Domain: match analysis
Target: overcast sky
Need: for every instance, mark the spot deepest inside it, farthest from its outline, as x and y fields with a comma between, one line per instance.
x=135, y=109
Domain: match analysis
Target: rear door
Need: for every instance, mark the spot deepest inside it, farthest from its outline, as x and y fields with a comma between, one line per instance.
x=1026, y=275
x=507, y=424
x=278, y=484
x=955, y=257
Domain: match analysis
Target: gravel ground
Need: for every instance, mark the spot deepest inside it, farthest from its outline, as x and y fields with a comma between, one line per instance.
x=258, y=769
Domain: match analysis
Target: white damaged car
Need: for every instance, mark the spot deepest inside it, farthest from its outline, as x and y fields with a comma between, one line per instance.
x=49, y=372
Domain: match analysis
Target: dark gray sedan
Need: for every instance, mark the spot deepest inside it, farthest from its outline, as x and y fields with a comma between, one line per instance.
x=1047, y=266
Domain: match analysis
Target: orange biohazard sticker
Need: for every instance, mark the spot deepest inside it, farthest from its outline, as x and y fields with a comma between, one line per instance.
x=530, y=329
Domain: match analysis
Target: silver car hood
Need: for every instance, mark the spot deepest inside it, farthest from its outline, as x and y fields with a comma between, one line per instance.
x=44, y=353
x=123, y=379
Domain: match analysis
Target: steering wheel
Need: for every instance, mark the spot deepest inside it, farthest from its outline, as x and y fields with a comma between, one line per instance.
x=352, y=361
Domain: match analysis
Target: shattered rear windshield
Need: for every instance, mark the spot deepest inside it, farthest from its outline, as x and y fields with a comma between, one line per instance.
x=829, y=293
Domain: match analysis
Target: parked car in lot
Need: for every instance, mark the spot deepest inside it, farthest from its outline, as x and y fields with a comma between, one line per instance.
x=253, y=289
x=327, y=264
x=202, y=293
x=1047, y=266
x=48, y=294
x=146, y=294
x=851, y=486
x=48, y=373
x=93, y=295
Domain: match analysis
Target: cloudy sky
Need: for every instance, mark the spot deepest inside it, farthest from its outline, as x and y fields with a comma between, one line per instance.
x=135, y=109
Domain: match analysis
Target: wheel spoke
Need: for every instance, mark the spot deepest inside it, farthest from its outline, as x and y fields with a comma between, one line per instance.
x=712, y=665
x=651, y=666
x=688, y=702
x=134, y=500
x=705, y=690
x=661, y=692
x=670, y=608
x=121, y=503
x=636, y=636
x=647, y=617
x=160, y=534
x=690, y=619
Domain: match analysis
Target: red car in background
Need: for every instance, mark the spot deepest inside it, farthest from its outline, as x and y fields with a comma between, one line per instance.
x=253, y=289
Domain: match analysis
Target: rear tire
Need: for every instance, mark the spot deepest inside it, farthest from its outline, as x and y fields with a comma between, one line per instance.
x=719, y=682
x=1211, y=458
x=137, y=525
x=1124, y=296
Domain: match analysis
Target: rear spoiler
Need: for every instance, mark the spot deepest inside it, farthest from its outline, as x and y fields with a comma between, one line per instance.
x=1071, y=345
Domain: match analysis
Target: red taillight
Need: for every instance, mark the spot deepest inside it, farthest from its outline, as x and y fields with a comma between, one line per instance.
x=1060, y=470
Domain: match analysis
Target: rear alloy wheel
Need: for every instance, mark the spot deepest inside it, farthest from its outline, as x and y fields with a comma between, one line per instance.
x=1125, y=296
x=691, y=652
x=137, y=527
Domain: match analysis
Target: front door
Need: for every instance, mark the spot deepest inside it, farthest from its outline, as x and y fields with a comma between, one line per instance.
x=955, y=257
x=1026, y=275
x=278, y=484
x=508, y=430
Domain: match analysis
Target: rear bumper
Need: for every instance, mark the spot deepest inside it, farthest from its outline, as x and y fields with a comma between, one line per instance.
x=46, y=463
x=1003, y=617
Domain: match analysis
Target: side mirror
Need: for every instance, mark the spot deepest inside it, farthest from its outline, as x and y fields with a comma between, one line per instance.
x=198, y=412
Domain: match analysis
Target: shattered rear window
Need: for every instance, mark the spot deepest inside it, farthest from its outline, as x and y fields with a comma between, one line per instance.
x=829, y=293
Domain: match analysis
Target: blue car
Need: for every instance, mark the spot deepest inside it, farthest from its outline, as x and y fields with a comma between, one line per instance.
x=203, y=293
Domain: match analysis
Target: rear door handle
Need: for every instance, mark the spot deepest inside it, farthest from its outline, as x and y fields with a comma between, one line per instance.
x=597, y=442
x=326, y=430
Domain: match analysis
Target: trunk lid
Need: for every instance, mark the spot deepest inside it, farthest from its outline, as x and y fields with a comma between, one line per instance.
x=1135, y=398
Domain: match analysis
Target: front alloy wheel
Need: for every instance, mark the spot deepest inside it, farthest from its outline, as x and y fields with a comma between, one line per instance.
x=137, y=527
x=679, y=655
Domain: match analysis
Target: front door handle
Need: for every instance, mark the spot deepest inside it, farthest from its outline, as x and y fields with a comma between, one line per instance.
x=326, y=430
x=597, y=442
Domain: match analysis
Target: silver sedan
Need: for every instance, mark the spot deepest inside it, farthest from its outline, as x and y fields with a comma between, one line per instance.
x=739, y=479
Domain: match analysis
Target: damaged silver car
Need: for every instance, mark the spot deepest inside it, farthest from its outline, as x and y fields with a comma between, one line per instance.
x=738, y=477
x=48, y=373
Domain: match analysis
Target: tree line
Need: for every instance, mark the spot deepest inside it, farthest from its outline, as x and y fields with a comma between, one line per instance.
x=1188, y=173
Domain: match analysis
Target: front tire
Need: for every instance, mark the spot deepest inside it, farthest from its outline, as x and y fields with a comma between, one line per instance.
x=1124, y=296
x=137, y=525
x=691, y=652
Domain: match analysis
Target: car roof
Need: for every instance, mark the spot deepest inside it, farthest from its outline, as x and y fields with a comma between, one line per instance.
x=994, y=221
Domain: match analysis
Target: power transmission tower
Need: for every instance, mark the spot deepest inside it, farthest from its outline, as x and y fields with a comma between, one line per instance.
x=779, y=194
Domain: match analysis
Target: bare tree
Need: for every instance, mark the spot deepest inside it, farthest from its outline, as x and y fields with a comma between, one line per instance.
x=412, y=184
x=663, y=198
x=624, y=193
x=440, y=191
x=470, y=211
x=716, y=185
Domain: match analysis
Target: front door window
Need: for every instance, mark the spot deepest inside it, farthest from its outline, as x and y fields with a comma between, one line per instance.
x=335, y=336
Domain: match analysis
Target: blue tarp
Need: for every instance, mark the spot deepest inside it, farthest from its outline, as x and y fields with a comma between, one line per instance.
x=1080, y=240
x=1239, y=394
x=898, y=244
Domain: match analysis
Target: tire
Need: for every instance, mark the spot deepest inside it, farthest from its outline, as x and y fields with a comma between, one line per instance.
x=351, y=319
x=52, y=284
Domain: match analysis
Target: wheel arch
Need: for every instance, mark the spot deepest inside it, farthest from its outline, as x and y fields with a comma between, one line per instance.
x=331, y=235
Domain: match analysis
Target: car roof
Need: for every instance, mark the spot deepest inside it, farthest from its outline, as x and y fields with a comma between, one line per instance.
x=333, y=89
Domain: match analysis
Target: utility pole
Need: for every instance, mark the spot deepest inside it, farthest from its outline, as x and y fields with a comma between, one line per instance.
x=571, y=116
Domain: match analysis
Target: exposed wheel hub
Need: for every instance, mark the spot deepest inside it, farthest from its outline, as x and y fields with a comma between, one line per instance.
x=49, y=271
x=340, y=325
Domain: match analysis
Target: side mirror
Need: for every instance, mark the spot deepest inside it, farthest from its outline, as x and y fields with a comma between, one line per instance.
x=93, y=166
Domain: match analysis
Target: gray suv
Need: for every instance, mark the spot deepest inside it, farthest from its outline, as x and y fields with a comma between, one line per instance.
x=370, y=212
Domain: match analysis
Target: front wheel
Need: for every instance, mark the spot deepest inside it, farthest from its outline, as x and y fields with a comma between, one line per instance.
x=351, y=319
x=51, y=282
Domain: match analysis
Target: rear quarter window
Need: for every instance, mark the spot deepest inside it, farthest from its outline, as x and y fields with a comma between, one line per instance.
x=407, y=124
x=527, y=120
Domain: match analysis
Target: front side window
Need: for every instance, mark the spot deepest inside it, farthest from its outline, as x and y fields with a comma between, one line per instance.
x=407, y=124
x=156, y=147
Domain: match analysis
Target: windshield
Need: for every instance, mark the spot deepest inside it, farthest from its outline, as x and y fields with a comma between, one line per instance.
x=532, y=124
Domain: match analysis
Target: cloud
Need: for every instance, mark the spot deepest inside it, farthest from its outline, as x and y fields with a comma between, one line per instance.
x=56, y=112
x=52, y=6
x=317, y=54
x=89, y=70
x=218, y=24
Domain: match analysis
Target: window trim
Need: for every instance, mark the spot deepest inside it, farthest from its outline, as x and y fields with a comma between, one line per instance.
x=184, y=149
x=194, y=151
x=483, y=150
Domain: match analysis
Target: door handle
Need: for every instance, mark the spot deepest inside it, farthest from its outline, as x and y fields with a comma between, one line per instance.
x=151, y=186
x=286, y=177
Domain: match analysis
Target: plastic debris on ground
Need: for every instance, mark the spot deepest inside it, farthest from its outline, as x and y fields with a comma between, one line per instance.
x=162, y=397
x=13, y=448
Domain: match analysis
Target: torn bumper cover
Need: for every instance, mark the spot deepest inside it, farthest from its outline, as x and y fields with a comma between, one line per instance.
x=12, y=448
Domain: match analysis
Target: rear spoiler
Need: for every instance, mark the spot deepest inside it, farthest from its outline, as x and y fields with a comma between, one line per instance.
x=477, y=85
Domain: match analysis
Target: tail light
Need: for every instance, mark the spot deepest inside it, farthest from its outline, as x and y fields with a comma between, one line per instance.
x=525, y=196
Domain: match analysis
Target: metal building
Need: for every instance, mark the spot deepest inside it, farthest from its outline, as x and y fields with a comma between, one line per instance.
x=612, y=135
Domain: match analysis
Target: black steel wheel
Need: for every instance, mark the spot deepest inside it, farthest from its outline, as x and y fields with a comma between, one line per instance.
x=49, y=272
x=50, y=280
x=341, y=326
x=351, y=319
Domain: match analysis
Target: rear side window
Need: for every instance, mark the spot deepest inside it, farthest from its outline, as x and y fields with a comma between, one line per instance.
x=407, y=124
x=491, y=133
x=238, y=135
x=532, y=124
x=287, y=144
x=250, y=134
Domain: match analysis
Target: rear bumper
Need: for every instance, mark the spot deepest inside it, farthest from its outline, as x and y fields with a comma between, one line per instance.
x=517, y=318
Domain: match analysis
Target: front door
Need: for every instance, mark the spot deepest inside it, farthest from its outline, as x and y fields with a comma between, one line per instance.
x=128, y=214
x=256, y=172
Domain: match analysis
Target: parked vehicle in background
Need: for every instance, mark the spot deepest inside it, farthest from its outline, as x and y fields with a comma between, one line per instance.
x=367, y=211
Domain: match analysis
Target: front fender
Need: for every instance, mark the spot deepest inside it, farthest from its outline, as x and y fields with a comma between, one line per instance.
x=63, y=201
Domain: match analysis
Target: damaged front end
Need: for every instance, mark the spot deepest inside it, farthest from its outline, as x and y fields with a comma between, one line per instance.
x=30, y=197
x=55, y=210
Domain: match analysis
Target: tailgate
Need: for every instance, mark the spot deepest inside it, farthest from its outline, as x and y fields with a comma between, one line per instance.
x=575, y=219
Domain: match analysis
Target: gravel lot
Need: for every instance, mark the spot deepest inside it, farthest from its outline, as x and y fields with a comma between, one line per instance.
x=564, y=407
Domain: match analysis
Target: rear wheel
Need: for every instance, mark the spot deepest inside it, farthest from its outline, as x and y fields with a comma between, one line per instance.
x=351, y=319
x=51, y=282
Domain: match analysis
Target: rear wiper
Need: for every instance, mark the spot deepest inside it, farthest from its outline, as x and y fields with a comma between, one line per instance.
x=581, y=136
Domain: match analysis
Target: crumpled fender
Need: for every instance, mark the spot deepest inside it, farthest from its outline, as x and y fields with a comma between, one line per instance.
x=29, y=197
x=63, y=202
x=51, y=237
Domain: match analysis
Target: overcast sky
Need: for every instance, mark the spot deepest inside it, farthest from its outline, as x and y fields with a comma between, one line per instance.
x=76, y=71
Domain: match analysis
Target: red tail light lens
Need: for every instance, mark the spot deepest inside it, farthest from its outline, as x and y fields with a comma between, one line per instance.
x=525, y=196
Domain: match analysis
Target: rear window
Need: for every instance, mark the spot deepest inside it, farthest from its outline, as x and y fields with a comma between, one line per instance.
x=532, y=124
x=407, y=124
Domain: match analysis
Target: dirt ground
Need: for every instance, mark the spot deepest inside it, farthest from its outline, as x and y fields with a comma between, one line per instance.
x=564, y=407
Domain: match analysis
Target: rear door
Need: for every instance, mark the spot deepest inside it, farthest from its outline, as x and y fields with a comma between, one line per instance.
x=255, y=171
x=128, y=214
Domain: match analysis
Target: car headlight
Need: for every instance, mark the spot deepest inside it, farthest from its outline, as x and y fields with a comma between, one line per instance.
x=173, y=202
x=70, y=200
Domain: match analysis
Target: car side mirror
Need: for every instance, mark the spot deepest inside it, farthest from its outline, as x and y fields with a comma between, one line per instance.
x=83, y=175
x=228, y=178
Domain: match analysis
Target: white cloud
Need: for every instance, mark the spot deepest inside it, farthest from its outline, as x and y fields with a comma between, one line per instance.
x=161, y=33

Assignment
Could you reproduce exactly the lines of the entries above, from the one with "Target: exposed wheel hub" through the one with "Target: front side window", and nothing else?

Output for this task
Target: exposed wheel hub
Need: for every instance, mark the spot deepest inside it, farthest from its outline, as x and y fields with a comma between, one line per instance.
x=49, y=271
x=340, y=325
Domain: match analysis
Target: side mirror
Need: for every instance, mark the spot deepest inside it, farthest from its outline, as x and y fields with a comma between, one line per instance.
x=93, y=166
Domain: match analysis
Target: gray suv
Need: for every instance, mark the spot deepest inside it, farthest from its outline, as x and y fields with a comma between, one line per instance.
x=370, y=212
Domain: match analysis
Target: front wheel
Need: for every instance, mark the spot deepest inside it, farthest from its outline, as x and y fields with a comma between, one line per instance.
x=351, y=319
x=51, y=282
Domain: match analysis
Target: rear quarter window
Need: for every instance, mark the spot deepest inside it, farthest from its outline, as x and y fields with a comma between, one line per instance.
x=407, y=124
x=527, y=120
Domain: match analysis
Target: front side window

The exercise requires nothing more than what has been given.